- [TASK DESCRIPTION] Retype the line with "Could you please indicate the lizard front" in it, then each line after it to the end of the data, word for word.

(Collected data)

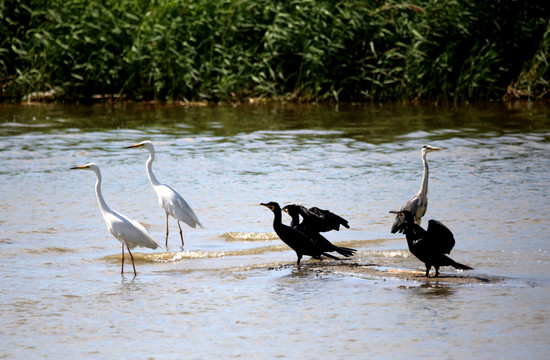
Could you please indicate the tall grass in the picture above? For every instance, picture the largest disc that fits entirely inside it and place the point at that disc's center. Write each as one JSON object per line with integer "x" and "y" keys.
{"x": 228, "y": 50}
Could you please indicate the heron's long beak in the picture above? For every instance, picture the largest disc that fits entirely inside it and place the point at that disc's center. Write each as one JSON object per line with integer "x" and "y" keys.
{"x": 132, "y": 146}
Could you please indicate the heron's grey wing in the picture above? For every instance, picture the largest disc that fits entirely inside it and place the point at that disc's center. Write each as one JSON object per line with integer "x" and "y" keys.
{"x": 441, "y": 236}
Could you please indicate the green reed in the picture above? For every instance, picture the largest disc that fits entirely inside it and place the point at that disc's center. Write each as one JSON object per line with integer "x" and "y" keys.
{"x": 222, "y": 50}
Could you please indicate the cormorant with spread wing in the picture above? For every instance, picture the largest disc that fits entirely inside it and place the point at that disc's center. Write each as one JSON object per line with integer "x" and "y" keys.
{"x": 316, "y": 220}
{"x": 431, "y": 245}
{"x": 298, "y": 241}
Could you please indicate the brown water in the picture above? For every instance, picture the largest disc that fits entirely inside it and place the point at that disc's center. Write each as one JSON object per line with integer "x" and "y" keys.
{"x": 234, "y": 292}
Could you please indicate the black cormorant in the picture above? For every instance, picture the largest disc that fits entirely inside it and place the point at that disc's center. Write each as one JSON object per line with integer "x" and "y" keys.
{"x": 298, "y": 241}
{"x": 431, "y": 245}
{"x": 315, "y": 221}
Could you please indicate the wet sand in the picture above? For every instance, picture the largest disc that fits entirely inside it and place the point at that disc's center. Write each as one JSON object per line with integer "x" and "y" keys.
{"x": 374, "y": 271}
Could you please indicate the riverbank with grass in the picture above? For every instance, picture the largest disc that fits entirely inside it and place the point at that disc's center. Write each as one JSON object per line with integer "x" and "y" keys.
{"x": 231, "y": 51}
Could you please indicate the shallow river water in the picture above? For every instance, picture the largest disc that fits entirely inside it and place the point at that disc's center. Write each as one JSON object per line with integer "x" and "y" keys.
{"x": 234, "y": 291}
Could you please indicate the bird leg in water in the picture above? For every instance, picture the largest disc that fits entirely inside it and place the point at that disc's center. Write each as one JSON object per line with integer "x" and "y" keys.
{"x": 181, "y": 234}
{"x": 132, "y": 257}
{"x": 166, "y": 230}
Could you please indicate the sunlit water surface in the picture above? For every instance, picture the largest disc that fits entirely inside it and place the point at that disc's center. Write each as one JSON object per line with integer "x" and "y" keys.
{"x": 234, "y": 291}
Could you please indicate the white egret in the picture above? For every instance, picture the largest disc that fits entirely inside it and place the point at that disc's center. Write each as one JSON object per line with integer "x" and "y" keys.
{"x": 419, "y": 203}
{"x": 129, "y": 232}
{"x": 173, "y": 203}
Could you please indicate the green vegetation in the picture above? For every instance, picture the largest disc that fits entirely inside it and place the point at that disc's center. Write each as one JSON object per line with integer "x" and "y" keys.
{"x": 223, "y": 50}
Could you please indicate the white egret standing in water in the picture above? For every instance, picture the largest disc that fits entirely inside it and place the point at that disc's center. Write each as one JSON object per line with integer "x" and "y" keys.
{"x": 129, "y": 232}
{"x": 419, "y": 203}
{"x": 173, "y": 203}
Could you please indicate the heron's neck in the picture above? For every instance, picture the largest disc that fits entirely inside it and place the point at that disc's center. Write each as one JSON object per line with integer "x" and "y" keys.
{"x": 424, "y": 185}
{"x": 101, "y": 201}
{"x": 295, "y": 220}
{"x": 149, "y": 166}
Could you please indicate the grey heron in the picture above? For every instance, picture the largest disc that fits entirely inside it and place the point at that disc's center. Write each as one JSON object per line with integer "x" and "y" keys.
{"x": 419, "y": 203}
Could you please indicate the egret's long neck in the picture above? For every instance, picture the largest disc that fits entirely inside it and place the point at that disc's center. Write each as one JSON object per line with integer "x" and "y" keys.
{"x": 102, "y": 204}
{"x": 424, "y": 184}
{"x": 149, "y": 166}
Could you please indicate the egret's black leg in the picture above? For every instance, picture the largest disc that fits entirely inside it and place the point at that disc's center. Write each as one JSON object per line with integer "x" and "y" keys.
{"x": 181, "y": 235}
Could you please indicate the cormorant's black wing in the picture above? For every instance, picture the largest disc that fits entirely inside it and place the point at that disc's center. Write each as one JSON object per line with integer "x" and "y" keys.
{"x": 440, "y": 236}
{"x": 328, "y": 220}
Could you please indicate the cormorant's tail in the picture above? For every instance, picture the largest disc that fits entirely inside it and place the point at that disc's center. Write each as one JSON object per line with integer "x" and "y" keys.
{"x": 347, "y": 252}
{"x": 331, "y": 256}
{"x": 460, "y": 266}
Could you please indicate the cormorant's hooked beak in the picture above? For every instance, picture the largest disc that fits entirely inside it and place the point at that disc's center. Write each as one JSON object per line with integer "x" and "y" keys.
{"x": 267, "y": 206}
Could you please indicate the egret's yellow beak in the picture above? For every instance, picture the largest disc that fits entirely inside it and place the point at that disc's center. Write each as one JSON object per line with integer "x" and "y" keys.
{"x": 132, "y": 146}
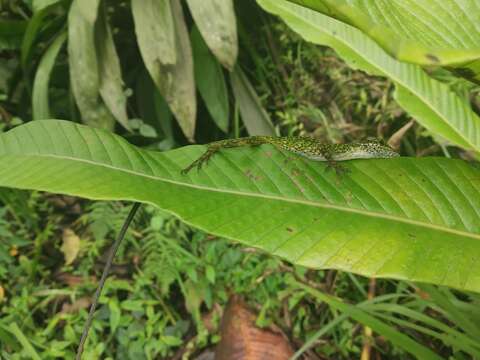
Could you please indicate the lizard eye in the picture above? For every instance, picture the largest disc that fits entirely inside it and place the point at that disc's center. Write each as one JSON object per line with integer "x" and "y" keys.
{"x": 373, "y": 140}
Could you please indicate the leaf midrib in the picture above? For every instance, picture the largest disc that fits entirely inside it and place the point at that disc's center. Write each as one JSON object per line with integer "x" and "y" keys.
{"x": 392, "y": 76}
{"x": 269, "y": 197}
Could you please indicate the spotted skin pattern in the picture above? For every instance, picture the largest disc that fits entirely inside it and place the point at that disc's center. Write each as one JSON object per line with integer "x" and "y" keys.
{"x": 305, "y": 146}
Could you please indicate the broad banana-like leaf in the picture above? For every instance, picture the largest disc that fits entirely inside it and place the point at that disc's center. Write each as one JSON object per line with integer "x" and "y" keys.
{"x": 402, "y": 218}
{"x": 433, "y": 104}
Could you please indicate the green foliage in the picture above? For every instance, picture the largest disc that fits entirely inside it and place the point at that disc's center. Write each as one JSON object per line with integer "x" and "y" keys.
{"x": 424, "y": 32}
{"x": 171, "y": 282}
{"x": 417, "y": 215}
{"x": 431, "y": 102}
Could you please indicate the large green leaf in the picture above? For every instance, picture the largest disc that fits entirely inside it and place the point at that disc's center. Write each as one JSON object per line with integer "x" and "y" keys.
{"x": 428, "y": 32}
{"x": 431, "y": 102}
{"x": 217, "y": 23}
{"x": 84, "y": 76}
{"x": 404, "y": 218}
{"x": 254, "y": 116}
{"x": 40, "y": 103}
{"x": 11, "y": 34}
{"x": 165, "y": 47}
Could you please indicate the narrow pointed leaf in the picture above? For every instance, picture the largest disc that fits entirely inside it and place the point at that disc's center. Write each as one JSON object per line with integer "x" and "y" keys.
{"x": 210, "y": 81}
{"x": 32, "y": 31}
{"x": 254, "y": 116}
{"x": 391, "y": 333}
{"x": 38, "y": 5}
{"x": 173, "y": 75}
{"x": 402, "y": 218}
{"x": 111, "y": 83}
{"x": 40, "y": 103}
{"x": 217, "y": 23}
{"x": 84, "y": 76}
{"x": 431, "y": 102}
{"x": 155, "y": 32}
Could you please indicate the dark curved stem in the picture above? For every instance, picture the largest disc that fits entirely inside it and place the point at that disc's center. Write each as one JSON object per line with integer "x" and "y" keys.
{"x": 101, "y": 284}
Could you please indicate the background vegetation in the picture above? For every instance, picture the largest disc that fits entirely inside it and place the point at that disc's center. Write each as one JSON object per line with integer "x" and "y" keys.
{"x": 171, "y": 282}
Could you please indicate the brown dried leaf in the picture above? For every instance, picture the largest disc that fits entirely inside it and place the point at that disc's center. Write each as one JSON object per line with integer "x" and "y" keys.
{"x": 242, "y": 340}
{"x": 70, "y": 246}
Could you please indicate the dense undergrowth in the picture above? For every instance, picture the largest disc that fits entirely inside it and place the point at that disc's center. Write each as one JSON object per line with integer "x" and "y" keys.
{"x": 170, "y": 283}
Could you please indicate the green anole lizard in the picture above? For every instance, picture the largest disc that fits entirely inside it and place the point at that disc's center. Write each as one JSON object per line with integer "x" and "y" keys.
{"x": 305, "y": 146}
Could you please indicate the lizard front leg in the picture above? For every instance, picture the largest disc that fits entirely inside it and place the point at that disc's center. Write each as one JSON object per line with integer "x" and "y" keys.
{"x": 216, "y": 146}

- [ANSWER TO THIS TASK]
Could you please indicate the lizard front leg in the picture above? For every instance, picture the largest disc that fits entirely inside it and place the point at that disc's center. Write each as one JSON object per line with integer "x" and "y" keys.
{"x": 216, "y": 146}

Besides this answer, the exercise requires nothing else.